EXTRACT PROVIDED:
He showed me what it means to just be, “kind.”
And I nailed it, until a simple, “delete” button.

For all the times I have and I will fail Christians and others, I am sorry.
I made a mistake.
I forgot Christ.
I’m like the parable of the soil in Luke 8: 15, “they believe, but in times of testing they fall away.”

I failed Jesus.
And I failed myself.

Thankfully, Jesus doesn’t recount our failures and shortcomings to us.
Instead, He tells me to move on, and shine my light for all others to see.
“No one lights a lamp and hides it in a jar or puts it under a bed. Instead, he puts it on a stand, so that those who come in can see the light.” Luke 8:16

He does tell me to not fear, because no matter what happens, He will never leave my side.

Through trials, through pain, through struggles, through doubt, through the storms, through the waves…
He will never leave me, or you.


“I could not help but think that somewhere along the way we had missed what was radical about our faith and replaced it with what is comfortable” David Platt

Thursday, September 25, 2014

Let's Talk About Grace

Note cards were my saving grace during college finals.  
Grabbing the largest Diet Mountain Dew I could find, I would place myself in time out, silence my phone and study.

Data excerpts:
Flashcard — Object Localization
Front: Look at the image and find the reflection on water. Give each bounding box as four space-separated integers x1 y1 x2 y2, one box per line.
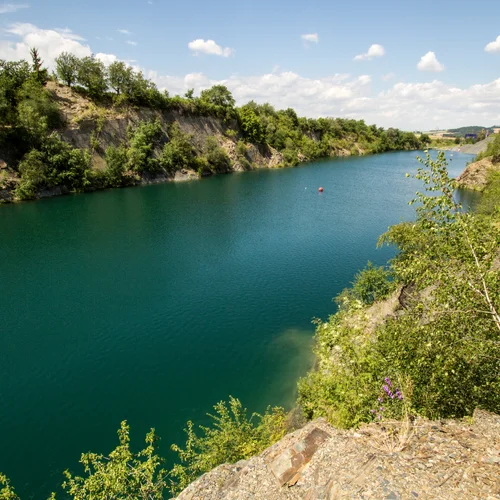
268 328 314 408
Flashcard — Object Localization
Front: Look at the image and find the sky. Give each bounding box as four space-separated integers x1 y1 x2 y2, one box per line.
0 0 500 130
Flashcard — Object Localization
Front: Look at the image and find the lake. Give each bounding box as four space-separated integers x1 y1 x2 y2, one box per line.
0 152 472 499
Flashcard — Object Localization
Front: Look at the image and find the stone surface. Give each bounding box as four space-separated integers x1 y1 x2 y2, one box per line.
178 410 500 500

PROBLEM: Say whether each statement agrees with the faith blog excerpt, answering yes or no and quoting the words of the excerpt that decide it: (a) The verse about lighting a lamp is cited as Luke 8:16. (b) The writer kept the phone on while studying for finals. (c) The excerpt says Jesus recounts our failures to us. The lines have no connection to the text.

ANSWER:
(a) Yes: "“No one lights a lamp and hides it in a jar or puts it under a bed. Instead, he puts it on a stand, so that those who come in can see the light.” Luke 8:16"
(b) No: "silence my phone and study."
(c) No: "Thankfully, Jesus doesn’t recount our failures and shortcomings to us."